THE TASKS =>
1) Translate this sentence from the Exercise 5.1 solution into Spanish: "It is also bounded and hence compact by Heine-Borel Theorem."
2) Pick up the Exercise 5.1 solution after its last line and write what comes next.

EXCERPTED TEXT =>

#### Exercise 5.1

Solution:

(a) Closed. As it has no limit points, $\mathbb Z$ is closed. Clearly, it is not open. $\mathbb Z$ is not compact since $\mathbb Z$ is not bounded (Heine-Borel Theorem).

(b) Closed and compact. It is closed as zero is only limit point. It is also bounded and hence compact by Heine-Borel Theorem.

(c) Open and Closed. Not compact because $\R$ is not bounded.

(d) None of them. $0$ is a limit point but not in it. Hence it is not closed. $3$ is a limit point of its complement but not in the complement. Hence its complement is not closed. Therefore it is not open. Because it is not closed so it is not compact.

(e) None of them.

Data records

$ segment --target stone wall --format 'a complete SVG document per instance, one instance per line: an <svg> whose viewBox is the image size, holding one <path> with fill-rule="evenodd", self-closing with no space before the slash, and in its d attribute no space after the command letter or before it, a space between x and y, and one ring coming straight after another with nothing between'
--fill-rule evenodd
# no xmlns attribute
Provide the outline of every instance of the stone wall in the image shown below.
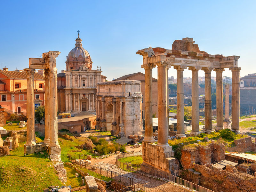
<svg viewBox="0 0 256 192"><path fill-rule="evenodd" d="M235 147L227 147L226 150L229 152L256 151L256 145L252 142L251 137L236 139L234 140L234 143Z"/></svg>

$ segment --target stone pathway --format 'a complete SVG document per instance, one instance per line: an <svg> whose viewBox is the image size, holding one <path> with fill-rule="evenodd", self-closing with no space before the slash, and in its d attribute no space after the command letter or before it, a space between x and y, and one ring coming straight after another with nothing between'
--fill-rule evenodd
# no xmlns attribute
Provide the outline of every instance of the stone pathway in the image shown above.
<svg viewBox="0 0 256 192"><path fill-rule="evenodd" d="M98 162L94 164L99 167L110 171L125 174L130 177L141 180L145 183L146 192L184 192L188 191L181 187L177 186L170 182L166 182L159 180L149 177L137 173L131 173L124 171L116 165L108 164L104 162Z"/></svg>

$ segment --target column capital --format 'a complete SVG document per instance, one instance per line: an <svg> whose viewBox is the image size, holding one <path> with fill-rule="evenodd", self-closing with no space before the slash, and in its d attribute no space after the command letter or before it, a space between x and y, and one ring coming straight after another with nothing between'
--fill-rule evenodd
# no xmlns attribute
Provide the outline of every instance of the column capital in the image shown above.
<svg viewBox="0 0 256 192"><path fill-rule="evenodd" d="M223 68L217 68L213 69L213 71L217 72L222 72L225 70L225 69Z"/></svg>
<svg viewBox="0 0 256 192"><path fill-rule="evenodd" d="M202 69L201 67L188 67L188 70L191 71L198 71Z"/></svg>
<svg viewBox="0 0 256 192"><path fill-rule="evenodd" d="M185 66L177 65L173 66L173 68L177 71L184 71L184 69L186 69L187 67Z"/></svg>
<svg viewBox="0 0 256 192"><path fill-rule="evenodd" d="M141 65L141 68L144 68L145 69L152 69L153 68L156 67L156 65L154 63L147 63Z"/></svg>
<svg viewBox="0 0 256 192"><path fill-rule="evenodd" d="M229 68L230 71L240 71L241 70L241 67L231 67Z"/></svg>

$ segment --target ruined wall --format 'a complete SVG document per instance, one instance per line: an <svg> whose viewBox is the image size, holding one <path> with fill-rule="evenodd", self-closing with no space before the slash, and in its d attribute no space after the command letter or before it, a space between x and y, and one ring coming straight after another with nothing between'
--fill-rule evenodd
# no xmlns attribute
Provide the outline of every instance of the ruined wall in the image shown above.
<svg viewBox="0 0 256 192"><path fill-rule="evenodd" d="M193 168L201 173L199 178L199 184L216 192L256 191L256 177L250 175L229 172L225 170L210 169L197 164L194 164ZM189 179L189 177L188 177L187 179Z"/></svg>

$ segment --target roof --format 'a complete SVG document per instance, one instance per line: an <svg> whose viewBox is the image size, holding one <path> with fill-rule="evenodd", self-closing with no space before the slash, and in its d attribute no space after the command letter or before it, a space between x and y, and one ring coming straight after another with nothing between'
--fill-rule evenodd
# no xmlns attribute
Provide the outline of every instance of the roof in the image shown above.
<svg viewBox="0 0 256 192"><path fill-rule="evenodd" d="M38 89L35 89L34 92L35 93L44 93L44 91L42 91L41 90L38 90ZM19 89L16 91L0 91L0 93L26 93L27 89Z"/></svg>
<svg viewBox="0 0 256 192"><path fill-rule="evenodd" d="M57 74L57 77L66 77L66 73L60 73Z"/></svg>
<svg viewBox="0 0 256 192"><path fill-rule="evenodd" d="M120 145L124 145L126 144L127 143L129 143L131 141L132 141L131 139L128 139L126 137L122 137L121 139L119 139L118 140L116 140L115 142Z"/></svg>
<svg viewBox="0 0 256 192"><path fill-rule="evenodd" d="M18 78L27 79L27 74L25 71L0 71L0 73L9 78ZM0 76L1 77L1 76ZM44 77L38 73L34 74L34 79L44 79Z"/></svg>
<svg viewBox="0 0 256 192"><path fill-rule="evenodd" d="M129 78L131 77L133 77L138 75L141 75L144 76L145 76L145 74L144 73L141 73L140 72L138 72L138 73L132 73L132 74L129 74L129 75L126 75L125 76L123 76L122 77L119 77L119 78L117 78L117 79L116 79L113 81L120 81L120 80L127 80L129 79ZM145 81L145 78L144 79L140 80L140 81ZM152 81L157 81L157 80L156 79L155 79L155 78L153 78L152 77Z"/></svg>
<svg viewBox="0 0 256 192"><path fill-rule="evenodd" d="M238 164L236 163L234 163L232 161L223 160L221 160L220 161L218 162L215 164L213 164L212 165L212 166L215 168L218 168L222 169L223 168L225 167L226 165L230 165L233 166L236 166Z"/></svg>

ANSWERS PROVIDED =>
1) También es acotado y, por lo tanto, compacto por el teorema de Heine-Borel.

2)
(f) Closed and compact (because it is bounded).

#### Exercise 5.2

Solution:

(a) Let $\cup_{\alpha} U_\alpha$ be an arbitrary open cover of $A\cup B$. Then $\cup_{\alpha} U_\alpha$ is an open cover of $A$. Since $A$ is compact, we have a finite open cover $\cup_{\alpha\in F_1}U_\alpha$ of $A$, where $F_1$ is a finite set.

Similarly, because $\cup_{\alpha} U_\alpha$ is an open cover of $B$ and $B$ is compact, we have a finite open cover $\cup_{\alpha\in F_2}U_\alpha$ of $A$, where $F_2$ is a finite set.

Let $F=F_1\cup F_2$, then $F$ is finite and \[\cup_{\alpha\in F_1}U_\alpha \cup \cup_{\alpha\in F_2} U_\alpha=\cup_{\alpha\in F} U_\alpha.\]Hence $$A\cup B\subset \cup_{\alpha\in F_1}U_\alpha \cup \cup_{\alpha\in F_2} U_\alpha=\cup_{\alpha\in F} U_\alpha. $$Therefore $\cup_{\alpha\in F} U_\alpha$ is a finite open cover of $A\cup B$. Since $\cup_{\alpha} U_\alpha$ is arbitrary, we conclude that $A\cup B$ is compact.

(b) See Exercise 5.10.

#### Exercise 5.3

Solution:

(a) Let $U_{n}=(1-\frac{1}{n},1+\frac{1}{n})$, then $\cap_{n=1}^\infty U_n=\{1\}$ is not open.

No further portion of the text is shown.